Excerpt from a dataset
= = =
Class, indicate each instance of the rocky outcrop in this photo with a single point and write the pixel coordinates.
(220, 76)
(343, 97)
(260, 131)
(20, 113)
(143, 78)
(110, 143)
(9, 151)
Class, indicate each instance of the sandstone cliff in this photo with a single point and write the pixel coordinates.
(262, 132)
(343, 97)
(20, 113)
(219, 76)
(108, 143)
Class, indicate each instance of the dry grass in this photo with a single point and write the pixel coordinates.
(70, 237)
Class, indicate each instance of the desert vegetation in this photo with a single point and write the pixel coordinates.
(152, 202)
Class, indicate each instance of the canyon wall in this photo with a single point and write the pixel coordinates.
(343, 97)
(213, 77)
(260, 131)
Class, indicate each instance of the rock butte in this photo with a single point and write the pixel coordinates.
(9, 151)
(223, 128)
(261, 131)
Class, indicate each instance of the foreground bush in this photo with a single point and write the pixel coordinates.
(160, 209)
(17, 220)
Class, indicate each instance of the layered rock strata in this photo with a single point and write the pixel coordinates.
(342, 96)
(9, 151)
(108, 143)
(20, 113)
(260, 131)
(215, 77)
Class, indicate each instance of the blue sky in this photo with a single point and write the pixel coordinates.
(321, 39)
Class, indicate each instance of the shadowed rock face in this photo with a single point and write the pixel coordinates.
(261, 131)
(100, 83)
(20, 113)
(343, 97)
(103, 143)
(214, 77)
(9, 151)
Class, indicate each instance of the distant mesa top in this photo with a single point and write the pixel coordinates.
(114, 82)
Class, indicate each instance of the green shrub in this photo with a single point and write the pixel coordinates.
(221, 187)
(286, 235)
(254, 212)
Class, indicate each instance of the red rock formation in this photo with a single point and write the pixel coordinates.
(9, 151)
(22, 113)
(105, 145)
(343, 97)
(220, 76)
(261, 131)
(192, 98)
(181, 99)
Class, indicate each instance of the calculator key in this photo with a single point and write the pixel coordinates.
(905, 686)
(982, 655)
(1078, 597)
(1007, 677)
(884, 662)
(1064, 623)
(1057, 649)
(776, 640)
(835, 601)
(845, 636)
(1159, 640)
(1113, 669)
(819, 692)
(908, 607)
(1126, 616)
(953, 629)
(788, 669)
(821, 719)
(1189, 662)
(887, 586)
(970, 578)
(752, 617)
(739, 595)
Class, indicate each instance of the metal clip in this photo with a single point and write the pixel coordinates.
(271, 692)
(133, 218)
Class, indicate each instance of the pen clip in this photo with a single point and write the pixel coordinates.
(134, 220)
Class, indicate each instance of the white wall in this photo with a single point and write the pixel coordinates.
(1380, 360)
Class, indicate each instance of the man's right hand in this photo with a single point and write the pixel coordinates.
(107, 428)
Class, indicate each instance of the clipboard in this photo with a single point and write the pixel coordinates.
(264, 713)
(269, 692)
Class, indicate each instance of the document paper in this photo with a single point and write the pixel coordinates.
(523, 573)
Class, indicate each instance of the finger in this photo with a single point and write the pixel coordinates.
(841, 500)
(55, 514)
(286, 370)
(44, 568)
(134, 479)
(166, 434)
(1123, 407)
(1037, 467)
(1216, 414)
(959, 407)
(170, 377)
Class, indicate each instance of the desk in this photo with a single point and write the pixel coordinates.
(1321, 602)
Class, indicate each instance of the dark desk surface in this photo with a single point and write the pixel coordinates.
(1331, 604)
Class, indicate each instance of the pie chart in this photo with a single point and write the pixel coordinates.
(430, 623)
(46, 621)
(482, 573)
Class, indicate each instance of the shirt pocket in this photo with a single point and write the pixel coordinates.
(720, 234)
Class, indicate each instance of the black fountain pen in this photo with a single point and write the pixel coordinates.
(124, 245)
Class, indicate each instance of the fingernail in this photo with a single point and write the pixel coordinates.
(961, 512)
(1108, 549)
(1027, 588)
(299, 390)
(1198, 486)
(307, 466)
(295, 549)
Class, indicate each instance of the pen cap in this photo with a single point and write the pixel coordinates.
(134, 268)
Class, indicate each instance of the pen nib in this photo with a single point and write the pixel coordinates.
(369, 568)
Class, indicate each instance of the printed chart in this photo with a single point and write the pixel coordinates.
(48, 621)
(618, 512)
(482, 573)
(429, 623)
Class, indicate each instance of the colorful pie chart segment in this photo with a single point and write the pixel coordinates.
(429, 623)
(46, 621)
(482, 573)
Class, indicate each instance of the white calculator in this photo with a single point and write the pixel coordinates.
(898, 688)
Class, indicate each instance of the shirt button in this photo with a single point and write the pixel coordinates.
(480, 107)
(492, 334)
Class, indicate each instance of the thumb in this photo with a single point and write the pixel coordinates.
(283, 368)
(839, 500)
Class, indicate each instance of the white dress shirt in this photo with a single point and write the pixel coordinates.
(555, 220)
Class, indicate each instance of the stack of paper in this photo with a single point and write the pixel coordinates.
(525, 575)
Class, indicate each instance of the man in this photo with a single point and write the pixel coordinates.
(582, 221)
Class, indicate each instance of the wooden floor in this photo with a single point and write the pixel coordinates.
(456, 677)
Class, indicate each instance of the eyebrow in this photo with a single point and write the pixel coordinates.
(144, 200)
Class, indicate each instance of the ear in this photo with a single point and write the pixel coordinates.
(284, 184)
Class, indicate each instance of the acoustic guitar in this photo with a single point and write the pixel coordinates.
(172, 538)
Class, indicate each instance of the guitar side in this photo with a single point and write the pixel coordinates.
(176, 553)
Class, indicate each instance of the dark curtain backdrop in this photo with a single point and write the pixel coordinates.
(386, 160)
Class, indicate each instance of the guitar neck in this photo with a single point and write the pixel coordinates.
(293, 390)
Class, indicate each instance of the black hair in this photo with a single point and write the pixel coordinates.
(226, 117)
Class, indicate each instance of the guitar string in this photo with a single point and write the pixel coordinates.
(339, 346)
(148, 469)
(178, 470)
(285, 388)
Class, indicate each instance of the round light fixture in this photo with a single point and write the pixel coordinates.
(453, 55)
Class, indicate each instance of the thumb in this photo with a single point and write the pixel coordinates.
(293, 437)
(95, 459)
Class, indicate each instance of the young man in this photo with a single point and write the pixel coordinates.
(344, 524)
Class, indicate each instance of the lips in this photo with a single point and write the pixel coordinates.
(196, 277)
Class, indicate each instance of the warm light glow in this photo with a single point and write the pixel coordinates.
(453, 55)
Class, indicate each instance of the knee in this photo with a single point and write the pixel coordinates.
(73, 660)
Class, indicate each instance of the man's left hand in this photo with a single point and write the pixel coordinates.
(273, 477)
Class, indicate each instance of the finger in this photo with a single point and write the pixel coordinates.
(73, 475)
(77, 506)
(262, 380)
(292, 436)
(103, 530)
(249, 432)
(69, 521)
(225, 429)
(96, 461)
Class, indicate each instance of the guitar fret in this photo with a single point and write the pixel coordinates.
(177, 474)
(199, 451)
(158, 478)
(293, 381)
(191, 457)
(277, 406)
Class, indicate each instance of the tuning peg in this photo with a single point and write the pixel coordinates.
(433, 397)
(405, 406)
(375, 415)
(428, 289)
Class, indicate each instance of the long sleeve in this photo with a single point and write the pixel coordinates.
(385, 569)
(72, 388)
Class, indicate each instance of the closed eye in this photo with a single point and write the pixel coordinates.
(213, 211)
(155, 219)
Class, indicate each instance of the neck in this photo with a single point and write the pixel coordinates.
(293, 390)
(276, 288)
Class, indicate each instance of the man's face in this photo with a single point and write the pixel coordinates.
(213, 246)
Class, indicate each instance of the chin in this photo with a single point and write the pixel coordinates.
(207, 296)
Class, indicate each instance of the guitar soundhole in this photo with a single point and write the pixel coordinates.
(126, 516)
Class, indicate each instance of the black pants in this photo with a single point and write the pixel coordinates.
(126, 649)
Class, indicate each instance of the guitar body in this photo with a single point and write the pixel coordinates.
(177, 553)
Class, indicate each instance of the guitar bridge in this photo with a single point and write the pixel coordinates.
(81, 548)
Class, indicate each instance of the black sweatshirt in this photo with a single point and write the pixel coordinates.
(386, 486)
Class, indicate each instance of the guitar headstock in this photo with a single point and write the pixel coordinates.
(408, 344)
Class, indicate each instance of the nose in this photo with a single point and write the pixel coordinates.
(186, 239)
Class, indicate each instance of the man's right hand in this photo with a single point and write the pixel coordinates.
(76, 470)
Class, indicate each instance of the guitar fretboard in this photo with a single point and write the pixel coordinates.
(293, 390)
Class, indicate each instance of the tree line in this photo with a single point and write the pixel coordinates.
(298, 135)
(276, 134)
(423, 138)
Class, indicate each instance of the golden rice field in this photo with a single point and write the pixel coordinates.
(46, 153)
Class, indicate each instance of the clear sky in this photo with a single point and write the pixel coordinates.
= = =
WHAT YOU SHOULD DO: Starting at the line containing "Class, indicate each instance of the document" and ending after the line containing "(1321, 602)", reproduce those items with "finger" substituted by "fingertip", leaving everything else unchanged.

SOLUTION FOR THIS EXERCISE:
Class, indicate each instance of the document paper in this photo with a single point and write the pixel coordinates.
(523, 573)
Class, indicate each instance of the fingertip in this photo with a single point and write the pixel coordinates.
(841, 500)
(55, 514)
(286, 370)
(44, 568)
(134, 479)
(166, 434)
(1123, 407)
(1037, 467)
(1216, 414)
(959, 407)
(170, 377)
Class, indicate each instance of the desk in this photo with a single point and write the pixel coordinates.
(1321, 602)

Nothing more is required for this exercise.